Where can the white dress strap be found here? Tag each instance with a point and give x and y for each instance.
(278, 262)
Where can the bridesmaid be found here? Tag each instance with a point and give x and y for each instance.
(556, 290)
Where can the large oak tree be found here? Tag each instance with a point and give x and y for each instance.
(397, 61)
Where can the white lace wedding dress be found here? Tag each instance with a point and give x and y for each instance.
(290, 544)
...
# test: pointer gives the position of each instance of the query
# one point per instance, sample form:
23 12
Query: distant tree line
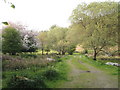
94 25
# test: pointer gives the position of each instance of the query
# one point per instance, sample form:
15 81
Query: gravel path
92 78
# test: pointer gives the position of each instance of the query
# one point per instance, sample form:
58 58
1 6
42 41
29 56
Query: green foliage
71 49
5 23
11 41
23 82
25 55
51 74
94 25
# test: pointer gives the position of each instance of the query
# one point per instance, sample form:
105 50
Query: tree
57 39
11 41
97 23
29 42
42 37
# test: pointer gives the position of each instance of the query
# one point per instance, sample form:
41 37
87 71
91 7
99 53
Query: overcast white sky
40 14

Task requirements -
Locate every line above that contains the string "white", and copy each of those lines in full.

Finished exercise -
Where can the white dress strap be found here? Tag each instance with a point and give x and y for each instance.
Where can the white lace wedding dress be found here? Tag each instance with a point and give x and y for each instance.
Query: overcast white sky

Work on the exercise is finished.